» RECORDS FOR THIS TASK
══════════════════════════════

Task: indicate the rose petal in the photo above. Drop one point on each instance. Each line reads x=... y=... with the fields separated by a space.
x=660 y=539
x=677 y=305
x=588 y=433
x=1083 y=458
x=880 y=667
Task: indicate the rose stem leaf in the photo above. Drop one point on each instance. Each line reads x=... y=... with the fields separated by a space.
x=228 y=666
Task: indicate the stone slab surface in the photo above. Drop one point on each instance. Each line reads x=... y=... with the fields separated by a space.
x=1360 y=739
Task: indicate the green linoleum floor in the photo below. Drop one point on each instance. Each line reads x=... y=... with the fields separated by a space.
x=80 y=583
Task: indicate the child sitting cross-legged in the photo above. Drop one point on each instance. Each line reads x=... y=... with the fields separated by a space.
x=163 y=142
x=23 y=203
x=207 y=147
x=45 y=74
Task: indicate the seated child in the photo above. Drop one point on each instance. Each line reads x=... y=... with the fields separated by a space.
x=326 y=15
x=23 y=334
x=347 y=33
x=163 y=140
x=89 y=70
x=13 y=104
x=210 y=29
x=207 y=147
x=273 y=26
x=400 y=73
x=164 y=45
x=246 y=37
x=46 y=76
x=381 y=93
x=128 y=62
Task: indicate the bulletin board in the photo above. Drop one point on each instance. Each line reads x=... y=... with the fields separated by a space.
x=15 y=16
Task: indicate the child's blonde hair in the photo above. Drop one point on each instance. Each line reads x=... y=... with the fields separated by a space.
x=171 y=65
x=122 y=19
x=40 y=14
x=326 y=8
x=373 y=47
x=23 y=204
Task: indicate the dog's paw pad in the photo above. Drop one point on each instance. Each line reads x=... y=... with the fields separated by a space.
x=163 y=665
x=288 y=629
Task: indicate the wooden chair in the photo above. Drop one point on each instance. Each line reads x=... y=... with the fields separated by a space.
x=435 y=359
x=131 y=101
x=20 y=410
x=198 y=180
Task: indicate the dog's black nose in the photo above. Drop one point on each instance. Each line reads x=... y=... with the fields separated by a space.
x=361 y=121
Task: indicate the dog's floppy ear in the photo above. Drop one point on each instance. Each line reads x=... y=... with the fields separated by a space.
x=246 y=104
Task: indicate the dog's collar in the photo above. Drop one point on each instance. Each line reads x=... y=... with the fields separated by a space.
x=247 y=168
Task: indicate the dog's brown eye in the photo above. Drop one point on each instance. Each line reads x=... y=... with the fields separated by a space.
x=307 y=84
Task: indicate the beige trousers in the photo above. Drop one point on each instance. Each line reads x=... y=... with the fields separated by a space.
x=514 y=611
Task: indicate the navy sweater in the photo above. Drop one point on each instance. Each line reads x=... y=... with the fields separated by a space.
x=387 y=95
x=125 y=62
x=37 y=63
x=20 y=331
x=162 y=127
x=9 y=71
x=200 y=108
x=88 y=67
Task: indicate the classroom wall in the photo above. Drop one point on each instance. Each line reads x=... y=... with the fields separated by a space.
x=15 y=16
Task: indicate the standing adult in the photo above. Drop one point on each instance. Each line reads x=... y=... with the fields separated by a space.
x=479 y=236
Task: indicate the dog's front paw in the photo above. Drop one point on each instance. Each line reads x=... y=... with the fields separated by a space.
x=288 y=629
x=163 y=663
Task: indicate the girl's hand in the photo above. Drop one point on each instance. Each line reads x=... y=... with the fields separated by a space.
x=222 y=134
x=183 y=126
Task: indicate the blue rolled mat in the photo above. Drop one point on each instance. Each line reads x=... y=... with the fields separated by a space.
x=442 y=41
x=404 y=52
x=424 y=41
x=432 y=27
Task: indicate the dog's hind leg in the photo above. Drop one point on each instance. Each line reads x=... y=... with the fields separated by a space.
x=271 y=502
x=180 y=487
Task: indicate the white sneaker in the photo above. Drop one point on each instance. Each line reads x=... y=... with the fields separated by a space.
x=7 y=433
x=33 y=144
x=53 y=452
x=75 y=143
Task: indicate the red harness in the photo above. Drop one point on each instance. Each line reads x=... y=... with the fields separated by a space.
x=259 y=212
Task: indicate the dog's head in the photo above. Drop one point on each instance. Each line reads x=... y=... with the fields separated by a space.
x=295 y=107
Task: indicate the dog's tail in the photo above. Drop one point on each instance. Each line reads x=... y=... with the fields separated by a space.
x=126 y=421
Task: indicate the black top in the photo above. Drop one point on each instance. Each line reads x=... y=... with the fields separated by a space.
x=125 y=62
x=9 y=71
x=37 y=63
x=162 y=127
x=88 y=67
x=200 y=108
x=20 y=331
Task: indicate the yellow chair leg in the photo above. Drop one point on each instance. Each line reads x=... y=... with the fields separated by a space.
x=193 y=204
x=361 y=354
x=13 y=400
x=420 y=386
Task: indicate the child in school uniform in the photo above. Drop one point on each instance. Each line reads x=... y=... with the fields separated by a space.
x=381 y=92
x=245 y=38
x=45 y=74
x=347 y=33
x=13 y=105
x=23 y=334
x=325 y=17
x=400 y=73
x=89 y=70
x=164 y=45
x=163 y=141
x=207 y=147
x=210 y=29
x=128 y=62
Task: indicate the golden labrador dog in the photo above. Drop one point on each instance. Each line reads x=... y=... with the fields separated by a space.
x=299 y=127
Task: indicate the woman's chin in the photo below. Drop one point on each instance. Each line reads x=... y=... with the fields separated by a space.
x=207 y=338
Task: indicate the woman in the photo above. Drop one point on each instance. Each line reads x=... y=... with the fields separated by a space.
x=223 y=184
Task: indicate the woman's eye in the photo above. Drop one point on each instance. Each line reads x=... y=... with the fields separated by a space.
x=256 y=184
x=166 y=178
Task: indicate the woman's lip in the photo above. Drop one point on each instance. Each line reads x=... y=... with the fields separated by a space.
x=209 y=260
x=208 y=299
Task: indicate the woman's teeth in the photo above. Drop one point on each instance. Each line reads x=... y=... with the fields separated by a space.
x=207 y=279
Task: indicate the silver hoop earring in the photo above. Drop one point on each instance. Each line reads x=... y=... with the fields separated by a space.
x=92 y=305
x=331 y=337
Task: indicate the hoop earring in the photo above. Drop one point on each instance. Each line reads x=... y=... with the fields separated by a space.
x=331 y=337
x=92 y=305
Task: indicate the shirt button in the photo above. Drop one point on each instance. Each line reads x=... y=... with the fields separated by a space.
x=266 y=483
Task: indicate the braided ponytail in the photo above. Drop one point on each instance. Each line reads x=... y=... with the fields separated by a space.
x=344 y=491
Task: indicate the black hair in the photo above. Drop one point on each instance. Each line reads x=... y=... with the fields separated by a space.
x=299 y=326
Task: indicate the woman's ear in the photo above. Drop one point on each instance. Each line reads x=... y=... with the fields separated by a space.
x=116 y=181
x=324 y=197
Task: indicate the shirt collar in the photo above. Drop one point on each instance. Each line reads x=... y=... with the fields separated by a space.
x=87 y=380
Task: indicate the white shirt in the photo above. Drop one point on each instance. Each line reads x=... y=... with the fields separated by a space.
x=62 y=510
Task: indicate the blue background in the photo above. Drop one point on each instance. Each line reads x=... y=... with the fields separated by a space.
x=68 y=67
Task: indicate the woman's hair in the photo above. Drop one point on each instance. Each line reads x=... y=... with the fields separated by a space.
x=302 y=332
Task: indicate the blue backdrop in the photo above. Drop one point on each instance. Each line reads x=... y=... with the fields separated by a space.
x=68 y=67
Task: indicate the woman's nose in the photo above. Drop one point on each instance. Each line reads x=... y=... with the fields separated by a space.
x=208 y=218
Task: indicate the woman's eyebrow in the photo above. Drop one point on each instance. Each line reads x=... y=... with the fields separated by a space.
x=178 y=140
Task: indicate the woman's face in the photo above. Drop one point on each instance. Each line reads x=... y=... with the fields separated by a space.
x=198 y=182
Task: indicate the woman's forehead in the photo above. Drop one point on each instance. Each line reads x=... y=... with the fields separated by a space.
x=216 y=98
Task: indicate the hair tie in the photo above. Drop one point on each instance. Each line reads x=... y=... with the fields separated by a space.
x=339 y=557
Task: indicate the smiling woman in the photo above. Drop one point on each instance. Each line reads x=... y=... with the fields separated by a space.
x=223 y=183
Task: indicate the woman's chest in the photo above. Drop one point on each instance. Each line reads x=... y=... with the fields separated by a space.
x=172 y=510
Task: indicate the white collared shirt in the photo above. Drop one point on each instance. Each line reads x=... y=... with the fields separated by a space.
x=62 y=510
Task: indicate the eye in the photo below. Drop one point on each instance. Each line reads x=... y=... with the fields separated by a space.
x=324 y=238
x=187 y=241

══════════════════════════════

» WHAT IS NEEDED
Reproduce everything in the listing above, from the line containing "Task: indicate the blue backdrop" down through the last line, with both ends included.

» RESULT
Task: indicate the blue backdrop in the photo above. Drop one point on each instance. Each line reads x=... y=... with the fields separated by a space.
x=68 y=67
Task: indicate the woman's nose in the photo above. Drop one point on each instance. Each line reads x=... y=... with the fields separated by a space.
x=208 y=218
Task: indicate the woman's eyebrow in the photo above. Drop one point on each instance. Each line reads x=... y=... with the fields separated by a space.
x=178 y=140
Task: indicate the woman's face in the photo above. Drop one point on each instance. Each line reads x=... y=... with the fields separated by a space.
x=198 y=182
Task: indicate the woman's forehead in the photo above. Drop one point on each instance. Each line reads x=... y=... with the fields separated by a space.
x=216 y=98
Task: indicate the hair tie in the photo above. Drop one point on each instance. Each line reads x=... y=... with the fields separated by a space.
x=339 y=557
Task: indicate the smiling woman in the photo above. Drop one point on each instance. Each line reads x=... y=... with the fields separated by a space.
x=223 y=183
Task: indicate the woman's chest in the photo above. Drop one point on each instance. Each line reads x=... y=... with the fields separated by a space.
x=172 y=510
Task: indicate the white collared shirt in the photo above. Drop one point on each instance. Each line reads x=... y=... with the fields separated by a space.
x=62 y=510
Task: indicate the eye in the photo below. Drop one point on each instance. Each line reads x=... y=... with the fields separated by a space.
x=324 y=238
x=187 y=241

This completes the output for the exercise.